* **Given problem**: Copy out every line of the items below, requests included, and scale each polygon coordinate in the answers by 2.05, rounding to whole numbers with halves going up.

* **Data supplied**:
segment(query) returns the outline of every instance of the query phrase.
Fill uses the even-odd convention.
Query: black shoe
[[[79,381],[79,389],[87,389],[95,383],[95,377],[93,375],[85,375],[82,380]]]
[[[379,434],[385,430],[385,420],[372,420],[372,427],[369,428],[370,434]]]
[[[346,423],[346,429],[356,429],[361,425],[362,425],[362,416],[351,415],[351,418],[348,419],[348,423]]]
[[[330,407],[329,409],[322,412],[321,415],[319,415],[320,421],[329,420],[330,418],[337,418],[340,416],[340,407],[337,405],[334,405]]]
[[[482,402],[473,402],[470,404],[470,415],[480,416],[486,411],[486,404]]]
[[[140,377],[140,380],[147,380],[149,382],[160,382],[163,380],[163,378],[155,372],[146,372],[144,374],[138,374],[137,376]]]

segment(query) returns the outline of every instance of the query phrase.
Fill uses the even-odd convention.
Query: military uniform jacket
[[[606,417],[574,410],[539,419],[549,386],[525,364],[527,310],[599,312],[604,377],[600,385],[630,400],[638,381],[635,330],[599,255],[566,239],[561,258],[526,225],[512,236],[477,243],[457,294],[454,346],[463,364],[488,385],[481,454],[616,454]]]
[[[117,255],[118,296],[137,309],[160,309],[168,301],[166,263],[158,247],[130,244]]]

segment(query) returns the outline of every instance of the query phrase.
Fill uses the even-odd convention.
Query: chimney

* **Task response**:
segment(query) returns the outline of every instance of the query phrase.
Fill uses the even-odd convention.
Query: black shoe
[[[162,781],[162,797],[178,797],[195,785],[195,773],[191,769],[174,769],[168,779]]]
[[[777,890],[789,882],[789,861],[763,861],[763,875],[756,877],[759,890]]]
[[[709,867],[709,879],[730,879],[740,871],[742,871],[742,853],[720,851],[720,857],[713,859],[713,867]]]
[[[677,834],[674,838],[660,845],[658,851],[654,851],[656,863],[674,861],[677,857],[691,857],[697,853],[697,834],[691,830],[685,830]]]
[[[988,824],[970,824],[964,828],[964,851],[984,853],[996,843],[996,828]]]
[[[287,773],[287,779],[301,779],[305,783],[328,783],[334,779],[334,775],[318,763],[299,763],[295,767],[283,767],[281,771]]]

segment(query) returns the outline of every instance of the query phrase.
Fill uses the even-odd convention.
Query: military uniform jacket
[[[1242,855],[1177,841],[1105,859],[1125,791],[1076,746],[1080,636],[1228,640],[1238,773],[1230,789],[1292,820],[1308,781],[1302,677],[1228,523],[1160,490],[1150,529],[1078,461],[1050,484],[978,498],[937,603],[931,709],[949,746],[1000,789],[986,931],[1263,931]]]
[[[240,523],[242,607],[281,633],[328,633],[344,617],[340,539],[324,506],[267,500]]]

segment(query) returns the outline of every instance of the query phrase.
Fill uses the even-odd convention.
Query: chimney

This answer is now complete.